> _TASK GOAL_
An exact transcript of all the records is required, with nothing left out.

(EXTRACTED INFORMATION)

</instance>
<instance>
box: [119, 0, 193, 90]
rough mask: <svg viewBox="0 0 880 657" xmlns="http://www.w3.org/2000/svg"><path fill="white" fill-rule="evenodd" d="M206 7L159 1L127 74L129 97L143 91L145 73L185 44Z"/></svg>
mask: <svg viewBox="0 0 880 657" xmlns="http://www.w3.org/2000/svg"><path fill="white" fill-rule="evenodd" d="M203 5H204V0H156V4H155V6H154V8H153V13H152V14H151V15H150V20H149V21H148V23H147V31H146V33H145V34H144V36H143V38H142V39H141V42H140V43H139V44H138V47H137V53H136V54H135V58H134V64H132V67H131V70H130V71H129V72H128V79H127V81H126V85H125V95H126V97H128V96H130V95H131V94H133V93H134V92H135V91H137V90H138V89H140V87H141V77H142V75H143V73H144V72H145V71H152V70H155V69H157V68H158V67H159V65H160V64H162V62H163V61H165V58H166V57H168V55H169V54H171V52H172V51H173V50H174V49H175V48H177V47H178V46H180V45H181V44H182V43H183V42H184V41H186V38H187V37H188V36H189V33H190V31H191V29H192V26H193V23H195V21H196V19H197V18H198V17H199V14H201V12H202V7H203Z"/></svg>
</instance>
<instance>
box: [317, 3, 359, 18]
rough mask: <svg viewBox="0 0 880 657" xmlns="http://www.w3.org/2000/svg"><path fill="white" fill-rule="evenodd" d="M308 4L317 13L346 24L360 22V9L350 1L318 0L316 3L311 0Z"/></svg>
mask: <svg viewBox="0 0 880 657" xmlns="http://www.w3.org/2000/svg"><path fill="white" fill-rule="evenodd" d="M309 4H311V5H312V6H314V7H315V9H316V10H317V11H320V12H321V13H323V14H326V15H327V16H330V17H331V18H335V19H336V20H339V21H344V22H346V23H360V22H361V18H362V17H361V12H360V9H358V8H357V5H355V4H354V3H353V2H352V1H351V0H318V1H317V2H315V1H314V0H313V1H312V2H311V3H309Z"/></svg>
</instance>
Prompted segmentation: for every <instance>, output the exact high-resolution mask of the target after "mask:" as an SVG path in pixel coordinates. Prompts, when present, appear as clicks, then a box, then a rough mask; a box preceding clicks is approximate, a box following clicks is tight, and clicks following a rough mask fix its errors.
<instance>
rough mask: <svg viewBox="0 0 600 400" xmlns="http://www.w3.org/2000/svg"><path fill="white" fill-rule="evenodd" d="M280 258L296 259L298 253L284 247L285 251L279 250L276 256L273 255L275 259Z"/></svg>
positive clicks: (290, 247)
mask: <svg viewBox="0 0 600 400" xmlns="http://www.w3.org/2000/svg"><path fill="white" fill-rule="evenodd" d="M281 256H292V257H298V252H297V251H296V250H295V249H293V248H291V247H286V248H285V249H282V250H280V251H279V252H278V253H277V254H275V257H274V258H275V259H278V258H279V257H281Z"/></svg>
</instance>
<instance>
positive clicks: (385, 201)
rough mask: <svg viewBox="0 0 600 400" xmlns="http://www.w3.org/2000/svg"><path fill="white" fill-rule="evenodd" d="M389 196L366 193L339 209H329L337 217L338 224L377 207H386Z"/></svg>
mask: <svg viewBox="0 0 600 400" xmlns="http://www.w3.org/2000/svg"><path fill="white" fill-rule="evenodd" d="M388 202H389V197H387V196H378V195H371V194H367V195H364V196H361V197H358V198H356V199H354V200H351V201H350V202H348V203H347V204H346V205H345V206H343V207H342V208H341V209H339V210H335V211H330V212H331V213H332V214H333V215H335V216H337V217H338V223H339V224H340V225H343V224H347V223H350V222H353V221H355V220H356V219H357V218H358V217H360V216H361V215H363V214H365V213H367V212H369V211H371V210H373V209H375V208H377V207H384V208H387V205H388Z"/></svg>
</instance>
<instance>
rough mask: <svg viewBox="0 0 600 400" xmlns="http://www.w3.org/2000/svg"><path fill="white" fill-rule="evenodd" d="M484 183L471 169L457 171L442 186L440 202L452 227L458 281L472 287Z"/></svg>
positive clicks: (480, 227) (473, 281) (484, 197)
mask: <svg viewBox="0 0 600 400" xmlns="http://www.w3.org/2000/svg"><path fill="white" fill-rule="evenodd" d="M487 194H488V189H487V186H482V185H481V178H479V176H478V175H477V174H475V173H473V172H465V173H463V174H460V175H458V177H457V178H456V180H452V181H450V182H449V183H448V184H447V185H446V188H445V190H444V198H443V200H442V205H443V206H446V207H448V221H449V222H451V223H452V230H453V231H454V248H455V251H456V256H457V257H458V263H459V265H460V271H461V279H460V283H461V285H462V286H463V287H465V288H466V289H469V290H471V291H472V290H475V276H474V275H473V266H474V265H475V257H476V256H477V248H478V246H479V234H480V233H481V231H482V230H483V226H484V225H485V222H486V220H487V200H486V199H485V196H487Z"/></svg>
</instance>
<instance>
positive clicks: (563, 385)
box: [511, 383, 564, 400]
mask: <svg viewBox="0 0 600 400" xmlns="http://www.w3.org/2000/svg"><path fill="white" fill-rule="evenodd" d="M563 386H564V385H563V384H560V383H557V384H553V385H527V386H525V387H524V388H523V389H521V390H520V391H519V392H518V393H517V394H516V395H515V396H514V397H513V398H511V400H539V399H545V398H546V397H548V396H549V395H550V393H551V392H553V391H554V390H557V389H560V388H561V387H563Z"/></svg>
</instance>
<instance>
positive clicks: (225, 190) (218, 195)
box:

(End EXTRACTED INFORMATION)

> _THE ANSWER_
</instance>
<instance>
box: [119, 0, 193, 90]
rough mask: <svg viewBox="0 0 880 657" xmlns="http://www.w3.org/2000/svg"><path fill="white" fill-rule="evenodd" d="M206 7L159 1L127 74L129 97L143 91L145 73L185 44Z"/></svg>
mask: <svg viewBox="0 0 880 657" xmlns="http://www.w3.org/2000/svg"><path fill="white" fill-rule="evenodd" d="M203 5H204V0H156V4H155V6H154V8H153V13H152V14H151V15H150V20H149V21H148V23H147V31H146V33H145V34H144V36H143V38H142V39H141V42H140V43H139V44H138V47H137V53H136V54H135V58H134V64H132V67H131V70H130V71H129V72H128V79H127V81H126V85H125V95H126V97H128V96H130V95H131V94H133V93H134V92H135V91H137V90H138V89H140V87H141V77H142V75H143V73H144V72H145V71H152V70H155V69H157V68H158V67H159V65H160V64H162V62H163V61H165V58H166V57H168V55H169V54H171V52H172V51H173V50H174V49H175V48H177V47H178V46H180V45H181V44H182V43H183V42H184V41H186V38H187V37H188V36H189V33H190V31H191V29H192V26H193V23H195V21H196V19H197V18H198V17H199V14H201V12H202V7H203Z"/></svg>
</instance>
<instance>
box: [317, 3, 359, 18]
rough mask: <svg viewBox="0 0 880 657" xmlns="http://www.w3.org/2000/svg"><path fill="white" fill-rule="evenodd" d="M308 4L317 13L346 24L360 22V9L350 1L318 0L316 3L311 0Z"/></svg>
mask: <svg viewBox="0 0 880 657" xmlns="http://www.w3.org/2000/svg"><path fill="white" fill-rule="evenodd" d="M309 4H311V5H312V6H314V7H315V9H316V10H317V11H320V12H321V13H323V14H326V15H327V16H330V17H331V18H335V19H336V20H339V21H344V22H346V23H360V22H361V18H362V17H361V12H360V9H358V8H357V5H355V4H354V3H353V2H352V1H351V0H318V1H317V2H315V1H314V0H313V1H312V2H311V3H309Z"/></svg>
</instance>
Prompted segmentation: for every <instance>, output the exact high-resolution mask of the target after "mask:" as an SVG path in pixel coordinates. Prompts, when present, appear as clicks, then a box, then a rough mask; a box preceding clicks is approximate, a box following clicks is tight, and clicks following a rough mask fix its errors.
<instance>
rough mask: <svg viewBox="0 0 600 400" xmlns="http://www.w3.org/2000/svg"><path fill="white" fill-rule="evenodd" d="M280 258L296 259L298 253L284 247L285 251L279 250L276 256L273 255L275 259Z"/></svg>
positive clicks: (290, 247)
mask: <svg viewBox="0 0 600 400" xmlns="http://www.w3.org/2000/svg"><path fill="white" fill-rule="evenodd" d="M281 256H292V257H298V252H297V251H296V250H295V249H293V248H291V247H286V248H285V249H282V250H280V251H279V252H278V253H277V254H275V257H274V258H275V259H278V258H279V257H281Z"/></svg>
</instance>
<instance>
positive clicks: (385, 201)
rough mask: <svg viewBox="0 0 600 400" xmlns="http://www.w3.org/2000/svg"><path fill="white" fill-rule="evenodd" d="M389 196L366 193L339 209H329L337 217L338 224L377 207H386Z"/></svg>
mask: <svg viewBox="0 0 600 400" xmlns="http://www.w3.org/2000/svg"><path fill="white" fill-rule="evenodd" d="M388 202H389V197H387V196H378V195H371V194H367V195H364V196H361V197H358V198H356V199H354V200H351V201H350V202H348V203H347V204H346V205H345V206H343V207H342V208H341V209H339V210H335V211H330V212H331V213H332V214H333V215H335V216H337V217H338V223H339V224H340V225H343V224H347V223H350V222H353V221H355V220H356V219H357V218H358V217H360V216H361V215H363V214H365V213H367V212H369V211H371V210H373V209H375V208H377V207H384V208H387V205H388Z"/></svg>
</instance>
<instance>
rough mask: <svg viewBox="0 0 600 400" xmlns="http://www.w3.org/2000/svg"><path fill="white" fill-rule="evenodd" d="M484 183L471 169L457 171L442 186L440 202L452 227L458 281L472 287Z"/></svg>
positive clicks: (480, 227) (473, 281) (484, 197)
mask: <svg viewBox="0 0 600 400" xmlns="http://www.w3.org/2000/svg"><path fill="white" fill-rule="evenodd" d="M487 194H488V189H487V186H482V185H481V178H479V176H478V175H477V174H475V173H473V172H465V173H463V174H460V175H458V177H457V178H456V180H452V181H450V182H449V183H448V184H447V185H446V188H445V190H444V198H443V200H442V205H443V206H446V207H448V221H449V222H451V223H452V230H453V231H454V248H455V251H456V256H457V257H458V263H459V265H460V271H461V279H460V283H461V285H462V286H463V287H465V288H466V289H469V290H471V291H472V290H475V276H474V275H473V266H474V265H475V257H476V256H477V248H478V246H479V234H480V233H481V231H482V230H483V226H484V225H485V222H486V220H487V200H486V199H485V196H487Z"/></svg>
</instance>
<instance>
positive clicks: (563, 385)
box: [511, 383, 564, 400]
mask: <svg viewBox="0 0 600 400" xmlns="http://www.w3.org/2000/svg"><path fill="white" fill-rule="evenodd" d="M563 386H564V385H563V384H560V383H557V384H553V385H527V386H525V387H524V388H523V389H521V390H520V391H519V392H518V393H517V394H516V395H515V396H514V397H513V398H511V400H539V399H545V398H546V397H548V396H549V395H550V393H551V392H553V391H554V390H557V389H560V388H561V387H563Z"/></svg>
</instance>
<instance>
positive clicks: (225, 190) (218, 195)
box:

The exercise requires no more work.